What you should do
Put every line of the data below into a Markdown table with the columns Row and Line, numbering each line and skipping any blank ones. Leave the pictures out of the table.

+ + + + + + +

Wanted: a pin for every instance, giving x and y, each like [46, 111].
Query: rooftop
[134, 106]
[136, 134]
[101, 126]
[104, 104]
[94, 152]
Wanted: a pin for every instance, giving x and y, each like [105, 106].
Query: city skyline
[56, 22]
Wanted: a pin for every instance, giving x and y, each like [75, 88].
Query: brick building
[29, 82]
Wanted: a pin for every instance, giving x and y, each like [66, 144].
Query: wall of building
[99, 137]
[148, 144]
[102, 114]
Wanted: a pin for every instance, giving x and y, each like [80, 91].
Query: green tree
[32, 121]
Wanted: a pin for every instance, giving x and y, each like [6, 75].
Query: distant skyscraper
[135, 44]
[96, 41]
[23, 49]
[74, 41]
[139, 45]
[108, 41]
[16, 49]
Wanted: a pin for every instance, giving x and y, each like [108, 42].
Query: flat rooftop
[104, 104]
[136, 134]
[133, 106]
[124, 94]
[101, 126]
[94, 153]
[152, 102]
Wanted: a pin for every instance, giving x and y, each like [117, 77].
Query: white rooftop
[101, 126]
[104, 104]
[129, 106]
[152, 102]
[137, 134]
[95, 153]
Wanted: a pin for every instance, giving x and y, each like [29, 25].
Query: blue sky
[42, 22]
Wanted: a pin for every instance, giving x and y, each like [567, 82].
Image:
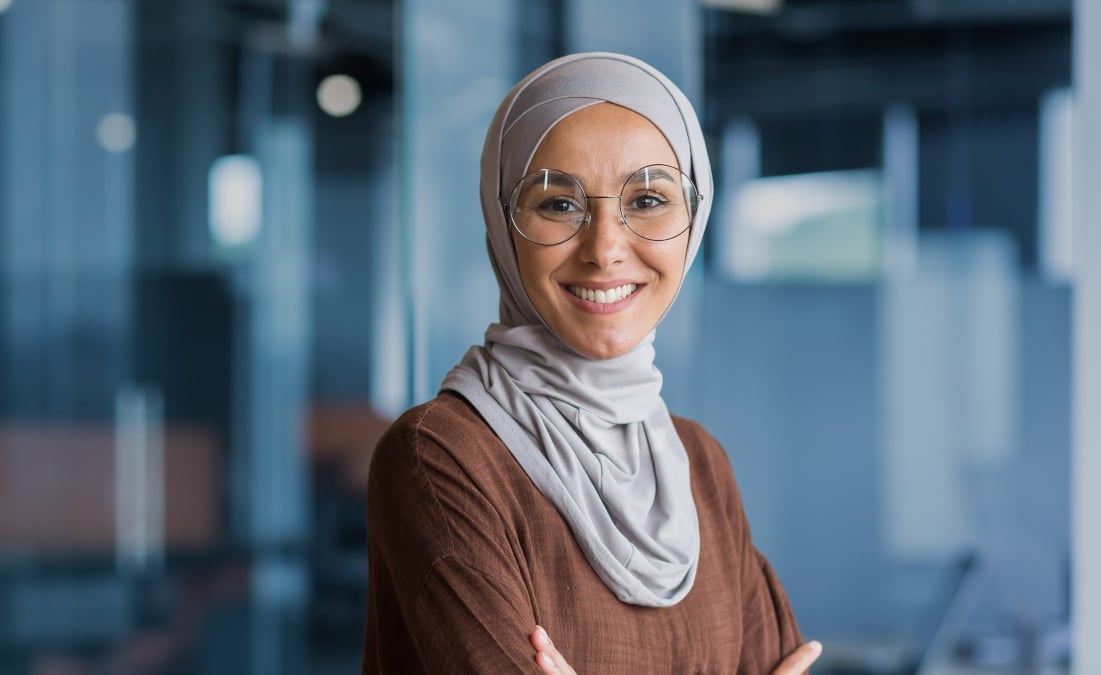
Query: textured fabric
[466, 556]
[593, 436]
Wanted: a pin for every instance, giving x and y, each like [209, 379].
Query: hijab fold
[595, 436]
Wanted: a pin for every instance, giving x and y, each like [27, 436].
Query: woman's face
[602, 145]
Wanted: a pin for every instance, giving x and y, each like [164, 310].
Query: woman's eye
[646, 202]
[558, 206]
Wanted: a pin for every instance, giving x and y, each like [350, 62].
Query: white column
[1086, 464]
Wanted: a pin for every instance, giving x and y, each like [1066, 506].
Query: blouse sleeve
[767, 620]
[445, 591]
[770, 631]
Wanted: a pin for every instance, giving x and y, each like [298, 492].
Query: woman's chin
[601, 347]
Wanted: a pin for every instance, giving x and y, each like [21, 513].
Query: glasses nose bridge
[619, 207]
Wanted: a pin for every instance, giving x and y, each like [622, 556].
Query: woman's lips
[602, 297]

+ + + + + + +

Exercise answer
| Row | Line |
|---|---|
| 1 | Wanted: a pin for every instance, giving x and y, each like [46, 111]. |
| 2 | Query: rooftop |
| 3 | [134, 106] |
| 4 | [136, 134] |
| 5 | [101, 126] |
| 6 | [104, 104] |
| 7 | [94, 152] |
| 8 | Wanted: a pin for every instance, giving x and y, each like [105, 106]. |
| 9 | Query: city skyline |
| 10 | [56, 22] |
| 11 | Wanted: a pin for every instance, giving x and y, each like [75, 88]. |
| 12 | Query: brick building |
| 13 | [29, 82] |
| 14 | Wanted: a pin for every instance, giving x and y, each like [66, 144]. |
| 15 | Query: wall of building |
| 16 | [99, 137] |
| 17 | [148, 144] |
| 18 | [102, 114] |
| 19 | Wanted: a pin for every instance, giving x and y, each like [80, 91]. |
| 20 | Query: green tree |
| 21 | [32, 121] |
| 22 | Wanted: a pin for every instance, giving x and y, each like [6, 75]. |
| 23 | Query: distant skyscraper |
| 24 | [135, 44] |
| 25 | [96, 41] |
| 26 | [23, 49] |
| 27 | [74, 41] |
| 28 | [139, 45] |
| 29 | [108, 41] |
| 30 | [16, 49] |
| 31 | Wanted: a pin for every instance, giving x and y, each like [108, 42]. |
| 32 | Query: flat rooftop |
| 33 | [104, 104] |
| 34 | [136, 134] |
| 35 | [133, 106] |
| 36 | [124, 94] |
| 37 | [101, 126] |
| 38 | [94, 153] |
| 39 | [152, 102] |
| 40 | Wanted: a pin for every instance, giving x and y, each like [117, 77]. |
| 41 | Query: white rooftop |
| 42 | [101, 126] |
| 43 | [104, 104] |
| 44 | [129, 106] |
| 45 | [152, 102] |
| 46 | [137, 134] |
| 47 | [95, 153] |
| 48 | Wanted: a pin for every instance, giving x and y, each like [29, 25]. |
| 49 | Query: blue sky |
| 50 | [42, 22] |
| 51 | Wanted: a pin for every instance, giving x and y, each like [567, 82]. |
| 52 | Image: |
| 53 | Query: textured fabric |
| 54 | [466, 556] |
| 55 | [593, 436] |
| 56 | Wanted: a pin for every instance, giving x and y, each like [209, 379]. |
| 57 | Query: hijab fold |
| 58 | [595, 436] |
| 59 | Wanted: a pin for every instance, giving x and y, each like [27, 436]. |
| 60 | Query: woman's face |
| 61 | [602, 145] |
| 62 | Wanted: a pin for every instance, giving x and y, each like [164, 310]. |
| 63 | Query: woman's eye |
| 64 | [646, 202] |
| 65 | [558, 206] |
| 66 | Wanted: a pin for every instance, giving x and y, each like [350, 62]. |
| 67 | Query: white column |
| 68 | [1086, 464] |
| 69 | Wanted: a pin for every instance, giving x and y, each like [1066, 506]. |
| 70 | Query: blouse sleeve |
| 71 | [767, 620] |
| 72 | [445, 591] |
| 73 | [770, 631] |
| 74 | Wanted: a pin for every instance, giving x and y, each like [298, 492]. |
| 75 | Query: woman's chin |
| 76 | [601, 347] |
| 77 | Wanted: a pin for every instance, giving x and y, each like [21, 513]. |
| 78 | Query: glasses nose bridge |
| 79 | [619, 207] |
| 80 | Wanted: a pin for every instance, giving x and y, each like [622, 556]. |
| 81 | Query: woman's lips |
| 82 | [602, 297] |